* begin PROVIDED TEXT *

# HOW much is it WORTH? Feb 1970 Schwinn Pea Picker



## PhattCatBicycles (Nov 4, 2011)

Hi guys. I once again need the wisdom of the forum in pricing a Feb 1970 Schwinn Pea Picker 5 Speed.  It looks as everything is their but it does have a lot of surface rust from sitting in a barn by the coast all of its life.  I tried to get some pics so you guys can see for yourselves.

So how much should I ask for it?


----------



## vincev (Nov 4, 2011)

the new owner would have to replace the seat which would be around $100.I would guess you could ask around $700.let the experts chime in.I have seen very clean ones in the $1000 range.just my estimate and I'm far from an expert.


----------



## Boris (Nov 4, 2011)

vincev said:


> the new owner would have to replace the seat which would be around $100.I would guess you could ask around $700.let the experts chime in.I have seen very clean ones in the $1000 range.just my estimate and I'm far from an expert.




How far? You should now know, since you've made everyone list their locations. You know I'm kidding.


----------



## Rear Facing Drop Out (Nov 5, 2011)

*Pea*

$500 to $650 range. Not the most desired year, pretty ratty, but restorable....


----------



## vincev (Nov 5, 2011)

LOL.Thanks Dave ,I deserve that one.LOL Left myself open to that one.


----------



## creepn (Nov 5, 2011)

*asked for value*

http://portland.craigslist.org/clc/bik/2686427702.html and trys to sell as all OG


----------



## PhattCatBicycles (Nov 5, 2011)

*Everything but the seat...*



creepn said:


> http://portland.craigslist.org/clc/bik/2686427702.html and trys to sell as all OG




Dont tell be your one of them nitpickers? LOL I'll change to ad to refect seat.  Just kind of figured that anyone who'e going to buy it know's its not the seat.


----------



## creepn (Nov 5, 2011)

* end PROVIDED TEXT *

• STATED PROBLEM
Please copy the Pea Picker thread beginning at the words "## PhattCatBicycles (Nov 4, 2011)" and stopping after "see for yourselves.", with "barn" changed to "shed".

* begin COLLECTED DATA *

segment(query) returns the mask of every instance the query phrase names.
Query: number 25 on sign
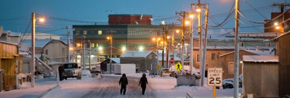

* end COLLECTED DATA *

• TASK OUTPUT
## PhattCatBicycles (Nov 4, 2011)

Hi guys. I once again need the wisdom of the forum in pricing a Feb 1970 Schwinn Pea Picker 5 Speed.  It looks as everything is their but it does have a lot of surface rust from sitting in a shed by the coast all of its life.  I tried to get some pics so you guys can see for yourselves.